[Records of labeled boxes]
◇ ◇ ◇
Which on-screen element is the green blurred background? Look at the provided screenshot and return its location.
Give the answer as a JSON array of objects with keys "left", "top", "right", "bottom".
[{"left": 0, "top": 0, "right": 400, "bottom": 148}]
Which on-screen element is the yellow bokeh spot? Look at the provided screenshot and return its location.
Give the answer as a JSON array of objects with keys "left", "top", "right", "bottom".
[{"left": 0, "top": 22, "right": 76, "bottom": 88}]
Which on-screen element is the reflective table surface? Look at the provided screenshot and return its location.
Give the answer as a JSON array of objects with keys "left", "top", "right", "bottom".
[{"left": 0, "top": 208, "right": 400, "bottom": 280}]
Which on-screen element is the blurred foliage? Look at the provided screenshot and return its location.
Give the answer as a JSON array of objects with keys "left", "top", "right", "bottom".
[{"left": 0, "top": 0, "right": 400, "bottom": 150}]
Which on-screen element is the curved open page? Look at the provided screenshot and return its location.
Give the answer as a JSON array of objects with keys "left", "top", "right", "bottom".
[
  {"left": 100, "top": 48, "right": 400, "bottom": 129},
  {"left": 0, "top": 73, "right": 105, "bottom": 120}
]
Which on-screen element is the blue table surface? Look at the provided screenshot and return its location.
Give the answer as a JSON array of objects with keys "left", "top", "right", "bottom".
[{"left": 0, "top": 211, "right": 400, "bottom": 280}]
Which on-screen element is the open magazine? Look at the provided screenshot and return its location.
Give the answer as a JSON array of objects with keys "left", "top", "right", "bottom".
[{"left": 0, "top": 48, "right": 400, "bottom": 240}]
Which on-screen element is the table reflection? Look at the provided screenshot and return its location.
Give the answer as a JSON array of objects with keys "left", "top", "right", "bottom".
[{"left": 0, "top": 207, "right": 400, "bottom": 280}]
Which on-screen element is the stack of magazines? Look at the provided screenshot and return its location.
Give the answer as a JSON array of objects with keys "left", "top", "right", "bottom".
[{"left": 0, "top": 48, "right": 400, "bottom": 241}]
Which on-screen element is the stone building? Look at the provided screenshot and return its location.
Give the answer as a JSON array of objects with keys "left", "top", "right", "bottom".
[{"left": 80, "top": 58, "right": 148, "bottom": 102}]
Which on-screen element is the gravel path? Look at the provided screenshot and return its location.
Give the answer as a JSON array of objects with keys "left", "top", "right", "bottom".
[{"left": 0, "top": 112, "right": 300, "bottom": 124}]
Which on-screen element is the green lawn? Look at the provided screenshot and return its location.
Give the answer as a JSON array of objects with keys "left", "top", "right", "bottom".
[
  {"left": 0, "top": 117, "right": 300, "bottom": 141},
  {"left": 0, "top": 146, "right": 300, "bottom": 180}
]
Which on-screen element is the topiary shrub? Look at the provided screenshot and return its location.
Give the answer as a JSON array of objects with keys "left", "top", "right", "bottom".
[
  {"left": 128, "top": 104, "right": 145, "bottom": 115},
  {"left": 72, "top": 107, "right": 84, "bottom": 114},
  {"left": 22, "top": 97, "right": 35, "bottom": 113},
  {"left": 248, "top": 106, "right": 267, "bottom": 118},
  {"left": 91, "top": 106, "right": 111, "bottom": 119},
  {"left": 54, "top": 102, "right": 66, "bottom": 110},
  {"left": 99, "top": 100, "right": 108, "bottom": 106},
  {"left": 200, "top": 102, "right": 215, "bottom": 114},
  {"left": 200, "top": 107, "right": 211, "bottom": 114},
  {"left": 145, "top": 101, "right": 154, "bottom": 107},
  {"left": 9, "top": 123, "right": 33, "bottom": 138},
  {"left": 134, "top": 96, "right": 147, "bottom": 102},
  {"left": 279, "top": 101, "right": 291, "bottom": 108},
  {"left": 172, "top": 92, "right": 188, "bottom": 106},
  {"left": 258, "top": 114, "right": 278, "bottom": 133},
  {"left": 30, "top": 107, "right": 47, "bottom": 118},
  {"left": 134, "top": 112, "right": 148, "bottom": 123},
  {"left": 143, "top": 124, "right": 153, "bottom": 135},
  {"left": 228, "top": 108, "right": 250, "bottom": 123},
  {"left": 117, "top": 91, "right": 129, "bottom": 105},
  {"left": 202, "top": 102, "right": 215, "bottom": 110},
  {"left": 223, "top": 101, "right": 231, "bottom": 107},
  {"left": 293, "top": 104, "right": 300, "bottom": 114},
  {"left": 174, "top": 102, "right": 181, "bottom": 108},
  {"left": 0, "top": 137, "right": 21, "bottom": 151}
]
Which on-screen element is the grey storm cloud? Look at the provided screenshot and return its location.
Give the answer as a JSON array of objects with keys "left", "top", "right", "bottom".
◇ ◇ ◇
> [WHAT THE TASK REQUIRES]: Rewrite everything from the line containing "Which on-screen element is the gravel" down to the end of the records, keeping every line, and increase each coordinate value in the answers by 62.

> [ANSWER FOR THIS EXERCISE]:
Which on-screen element is the gravel path? Look at the provided screenshot and return its location.
Give the answer as a JSON array of objects with keys "left", "top", "right", "bottom".
[{"left": 62, "top": 174, "right": 362, "bottom": 186}]
Which on-screen element is the green lawn? Look at the provided screenshot and return its location.
Give the answer as a JSON array of objects with keys "left", "top", "right", "bottom".
[
  {"left": 62, "top": 179, "right": 362, "bottom": 203},
  {"left": 62, "top": 208, "right": 362, "bottom": 242}
]
Which on-screen element is the topiary shrub? Look at the provided screenshot and return its location.
Give the answer as a JSON array of objects with keys "left", "top", "right", "bottom".
[
  {"left": 190, "top": 166, "right": 207, "bottom": 177},
  {"left": 134, "top": 169, "right": 146, "bottom": 176},
  {"left": 84, "top": 159, "right": 97, "bottom": 175},
  {"left": 310, "top": 168, "right": 329, "bottom": 180},
  {"left": 153, "top": 168, "right": 173, "bottom": 181},
  {"left": 116, "top": 164, "right": 128, "bottom": 172},
  {"left": 161, "top": 162, "right": 170, "bottom": 168},
  {"left": 262, "top": 164, "right": 277, "bottom": 176},
  {"left": 262, "top": 169, "right": 273, "bottom": 176},
  {"left": 207, "top": 163, "right": 216, "bottom": 169},
  {"left": 71, "top": 185, "right": 95, "bottom": 200},
  {"left": 196, "top": 158, "right": 209, "bottom": 164},
  {"left": 341, "top": 163, "right": 353, "bottom": 170},
  {"left": 234, "top": 154, "right": 250, "bottom": 168},
  {"left": 320, "top": 176, "right": 340, "bottom": 195},
  {"left": 92, "top": 169, "right": 109, "bottom": 180},
  {"left": 196, "top": 174, "right": 210, "bottom": 185},
  {"left": 205, "top": 186, "right": 215, "bottom": 197},
  {"left": 290, "top": 170, "right": 312, "bottom": 185},
  {"left": 179, "top": 153, "right": 191, "bottom": 167},
  {"left": 264, "top": 164, "right": 277, "bottom": 172},
  {"left": 285, "top": 163, "right": 293, "bottom": 169},
  {"left": 355, "top": 166, "right": 362, "bottom": 176},
  {"left": 236, "top": 164, "right": 243, "bottom": 170},
  {"left": 62, "top": 199, "right": 83, "bottom": 213}
]
Which on-screen element is the grey storm cloud? Look at the provided screenshot and return its location.
Give the answer as a JSON array of objects with keys "left", "top", "right", "bottom".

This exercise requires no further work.